• _PROBLEM TO SOLVE_:
Copy the rows below word for word, but leave out the pictures.
== DATASET ENTRIES
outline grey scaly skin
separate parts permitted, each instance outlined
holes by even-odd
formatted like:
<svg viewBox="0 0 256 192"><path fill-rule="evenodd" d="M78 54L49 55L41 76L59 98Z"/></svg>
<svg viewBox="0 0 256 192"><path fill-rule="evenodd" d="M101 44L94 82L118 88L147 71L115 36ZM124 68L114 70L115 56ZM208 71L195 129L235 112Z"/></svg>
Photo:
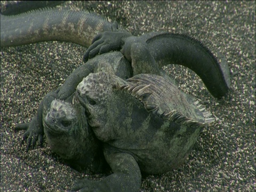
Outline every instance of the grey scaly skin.
<svg viewBox="0 0 256 192"><path fill-rule="evenodd" d="M1 17L1 47L58 41L88 47L96 35L122 28L84 11L55 8Z"/></svg>
<svg viewBox="0 0 256 192"><path fill-rule="evenodd" d="M213 97L220 98L227 94L230 81L226 60L222 58L219 63L210 50L199 41L186 35L166 32L150 33L138 37L129 36L126 34L124 31L106 31L98 34L84 54L84 61L98 53L115 50L120 51L132 65L132 60L135 60L134 58L147 57L149 53L155 63L150 62L150 67L142 69L144 73L159 75L157 69L164 66L182 65L200 77ZM118 37L122 41L117 41ZM138 54L138 49L145 54ZM139 66L137 65L137 67ZM141 72L137 73L133 69L133 73L135 75Z"/></svg>
<svg viewBox="0 0 256 192"><path fill-rule="evenodd" d="M50 19L50 18L54 19ZM27 22L24 22L25 21ZM46 22L46 21L48 21ZM82 21L79 22L79 21ZM35 23L38 25L36 25ZM13 25L11 25L10 23ZM20 23L22 23L22 26L20 26ZM47 25L44 25L44 23L47 23ZM75 25L75 23L79 25ZM76 27L70 29L66 27L67 26ZM37 27L36 27L36 26ZM99 17L87 14L83 12L69 10L46 9L33 11L29 13L23 13L17 16L1 15L1 45L3 46L14 46L39 41L57 40L81 44L86 46L90 45L95 34L105 30L110 31L117 30L118 27L116 26L117 26L116 23L112 25ZM81 28L82 30L78 30ZM30 29L29 30L29 29ZM37 29L39 30L37 30ZM92 33L91 30L89 31L88 29L92 29L94 32ZM23 32L21 33L21 36L20 36L20 31ZM62 34L63 31L70 35L63 36ZM107 34L108 34L107 33L109 33L108 34L111 34L111 32L106 32ZM44 33L48 35L44 36L43 35ZM52 35L50 35L51 34ZM76 35L71 35L71 34ZM121 34L121 35L115 35L116 34ZM97 56L75 70L67 78L62 86L54 91L55 95L54 98L58 98L66 101L68 100L69 98L72 97L78 84L83 77L87 76L91 73L104 71L110 74L115 74L123 79L129 78L134 74L139 73L160 74L167 77L166 74L159 69L163 63L167 65L173 62L175 63L184 65L194 69L196 72L198 70L196 69L199 69L201 70L199 70L201 74L203 74L204 72L204 70L202 72L203 67L212 67L213 70L210 74L213 74L213 76L210 76L211 78L202 77L203 80L204 82L207 81L208 79L212 80L213 82L219 81L220 83L217 85L220 87L219 90L223 89L223 87L227 90L227 84L228 83L226 83L226 79L223 78L225 77L225 75L223 75L225 73L224 70L221 70L222 69L221 65L218 63L216 59L207 48L195 39L186 35L166 33L150 33L140 37L131 37L130 38L129 37L131 36L131 35L123 31L116 31L114 35L109 36L109 38L103 38L104 46L102 46L102 44L100 43L100 46L98 46L98 43L100 43L102 39L100 38L100 41L98 41L99 36L98 36L94 40L95 43L92 46L92 48L89 48L85 55L93 53L94 51L95 52L94 50L95 50L97 53L97 49L99 48L100 51L98 52L100 53L107 52L109 49L119 50L122 48L121 51L125 54L125 58L131 61L132 70L127 60L122 57L120 52L108 53ZM43 37L40 37L41 36ZM129 39L132 41L128 41ZM139 40L138 43L134 43L134 39ZM159 44L162 44L163 41L169 42L165 45L164 49L159 45ZM170 43L172 42L173 43ZM150 47L151 49L149 50L145 49L145 43L148 48ZM95 45L97 48L96 49ZM159 49L155 49L156 47ZM196 54L194 55L189 54L188 51L180 52L181 48L186 49L188 47L189 48L188 50L196 51ZM167 51L155 52L155 49ZM179 62L179 59L180 58L182 59L182 56L188 58L188 60L193 60L195 57L198 60L196 63L191 63L182 60L181 60L182 62ZM198 73L200 74L200 73ZM168 78L168 77L166 78ZM219 78L221 80L220 81ZM228 78L227 79L228 80ZM211 88L211 86L207 87L210 87L209 91L213 89ZM214 92L216 87L214 87L214 89L215 90L213 89L213 91L211 91L212 93ZM217 89L218 90L219 89ZM221 92L218 96L222 95L223 93ZM52 98L52 100L54 98ZM31 122L19 125L17 127L17 130L27 130L23 135L23 140L27 140L28 149L30 145L33 147L37 140L39 140L39 143L42 142L42 135L44 134L42 119L44 100L47 100L48 103L51 103L51 101L46 99L43 99L37 110L37 115Z"/></svg>
<svg viewBox="0 0 256 192"><path fill-rule="evenodd" d="M82 11L54 9L31 11L15 16L1 15L1 47L60 41L88 47L98 35L85 54L85 62L97 53L113 50L121 50L131 62L133 57L141 57L136 52L138 48L134 43L137 42L145 46L145 52L149 52L156 61L151 68L145 69L149 73L159 75L158 69L163 66L181 65L194 71L214 97L225 95L230 87L229 70L225 59L219 63L202 43L187 35L155 32L134 37L121 30L122 27L116 22L110 23L99 16ZM69 86L75 87L77 84L74 84L81 81L81 78L73 78L73 81L76 83ZM73 92L65 91L68 93L60 92L63 96L61 99Z"/></svg>
<svg viewBox="0 0 256 192"><path fill-rule="evenodd" d="M74 190L138 191L141 172L159 174L178 167L203 127L214 121L191 97L152 74L124 81L105 73L92 73L78 84L73 100L75 106L79 101L85 109L89 127L103 143L105 158L113 172L100 181L77 181Z"/></svg>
====
• _FULL SOLUTION_:
outline grey scaly skin
separate parts permitted, each instance outlined
holes by even-odd
formatted like:
<svg viewBox="0 0 256 192"><path fill-rule="evenodd" d="M78 54L49 55L41 76L59 98Z"/></svg>
<svg viewBox="0 0 256 192"><path fill-rule="evenodd" d="M101 44L94 82L118 88L147 71L115 36ZM124 68L114 70L115 56ZM208 71L195 129L235 112Z"/></svg>
Photo:
Outline every instance of the grey scaly skin.
<svg viewBox="0 0 256 192"><path fill-rule="evenodd" d="M1 17L1 47L58 41L88 47L96 35L122 28L84 11L55 8Z"/></svg>
<svg viewBox="0 0 256 192"><path fill-rule="evenodd" d="M213 97L220 98L227 94L230 81L226 60L222 58L219 63L210 50L199 41L186 35L166 32L150 33L138 37L129 36L126 34L124 31L106 31L98 34L84 54L84 61L98 53L115 50L120 51L132 65L132 60L135 60L134 58L147 57L149 53L155 63L150 62L150 67L142 69L144 73L159 75L157 69L164 66L182 65L200 77ZM118 37L122 41L117 41ZM138 54L138 49L145 54ZM139 66L137 65L137 67ZM141 72L137 73L133 69L133 73L135 75Z"/></svg>
<svg viewBox="0 0 256 192"><path fill-rule="evenodd" d="M50 19L50 18L54 19ZM27 22L24 22L25 21ZM46 22L46 21L48 21ZM82 21L79 22L79 21ZM35 23L38 25L36 25ZM13 25L11 25L10 23ZM20 23L22 23L22 26L20 26ZM47 25L44 25L44 23L47 23ZM75 25L75 23L79 25ZM76 27L70 29L66 27L67 26ZM37 27L36 27L36 26ZM99 17L87 14L83 12L69 10L46 9L33 11L29 13L23 13L17 16L1 15L1 45L3 46L14 46L39 41L57 40L81 44L86 46L90 45L95 34L105 30L110 31L117 30L118 27L116 26L117 26L116 23L112 25ZM81 28L82 30L78 30ZM30 29L29 30L29 29ZM37 29L39 30L37 30ZM92 33L91 30L89 31L88 29L92 29L94 32ZM23 32L21 33L21 36L20 36L20 31ZM62 34L63 31L70 35L63 36ZM107 34L108 34L107 33L109 33L108 34L111 34L111 32L106 32ZM44 33L48 35L44 36L43 35ZM52 35L50 35L51 34ZM76 35L71 35L71 34ZM121 34L121 35L115 35L116 34ZM97 56L75 70L67 78L62 86L54 91L55 95L54 98L58 98L66 101L68 100L69 98L72 97L78 84L83 77L87 76L91 73L104 71L110 74L115 74L123 79L129 78L134 74L139 73L160 74L167 77L166 74L159 69L163 63L167 65L173 62L175 63L184 65L194 69L196 72L198 70L196 69L199 69L201 70L199 70L201 74L203 74L204 72L204 70L202 72L203 67L212 67L213 70L210 74L213 74L213 76L210 76L211 78L202 77L203 80L204 82L207 81L208 79L212 80L213 82L219 81L220 83L217 85L220 87L219 90L223 89L223 87L227 90L227 84L228 83L226 83L226 79L223 78L225 77L225 75L223 75L225 73L224 70L221 70L222 69L221 65L218 63L216 59L207 48L195 39L186 35L166 33L150 33L140 37L131 37L130 38L129 37L131 36L131 35L123 31L116 31L114 35L109 36L109 38L103 38L104 46L102 46L102 44L100 43L100 46L98 46L98 43L100 43L102 39L100 38L100 41L98 41L99 36L98 36L94 40L95 43L92 46L92 48L89 48L85 55L93 53L94 51L95 52L94 50L95 50L97 53L97 49L99 48L100 51L98 52L100 53L107 52L109 49L119 50L122 48L121 51L125 54L125 58L131 61L132 70L127 60L122 57L120 52L108 53ZM43 37L40 37L41 36ZM129 39L132 41L128 41ZM139 40L138 43L134 43L134 39ZM159 44L162 44L163 41L169 42L165 45L164 49L159 45ZM170 43L172 42L173 43ZM150 47L151 49L149 50L145 49L145 43L148 48ZM95 45L97 48L96 49ZM159 49L155 49L156 47ZM196 54L194 55L189 54L188 51L180 52L181 48L186 49L188 47L189 48L188 50L196 51ZM167 51L155 52L155 49ZM179 62L179 59L180 58L182 59L182 56L188 58L188 60L193 60L195 57L198 60L196 63L191 63L182 60L181 60L182 62ZM198 73L200 74L200 73ZM168 78L168 77L166 78ZM219 78L221 80L220 81ZM228 78L227 79L228 80ZM211 88L211 86L207 87L210 87L209 91L213 89ZM214 92L216 87L214 87L214 89L215 90L213 89L213 91L211 91L212 93ZM217 89L218 90L219 89ZM221 92L218 96L222 95L223 93ZM52 98L52 100L54 98ZM31 122L19 125L17 127L17 130L27 130L23 135L23 140L27 140L28 149L30 145L33 147L37 140L39 140L39 143L42 142L42 135L44 134L42 119L44 100L47 100L48 103L51 103L51 101L46 99L43 99L37 110L37 115Z"/></svg>
<svg viewBox="0 0 256 192"><path fill-rule="evenodd" d="M82 11L54 9L31 11L15 16L1 15L1 47L60 41L88 47L98 35L85 54L85 62L97 53L113 50L121 50L131 62L133 57L141 57L136 52L138 48L134 43L137 42L145 46L145 52L149 52L156 61L151 68L145 69L149 73L159 75L158 69L163 66L181 65L194 71L214 97L225 95L230 87L229 70L225 59L219 63L202 43L187 35L155 32L134 37L121 30L122 27L116 22L110 23L99 16ZM69 86L75 87L77 84L74 84L81 81L81 78L73 78L73 81L76 83ZM73 92L65 91L68 93L60 92L63 96L61 99Z"/></svg>
<svg viewBox="0 0 256 192"><path fill-rule="evenodd" d="M74 190L138 191L141 172L159 174L178 167L203 127L214 121L191 97L152 74L124 81L105 73L92 73L78 84L73 100L75 106L79 101L85 109L89 127L103 143L105 158L113 172L100 181L77 181Z"/></svg>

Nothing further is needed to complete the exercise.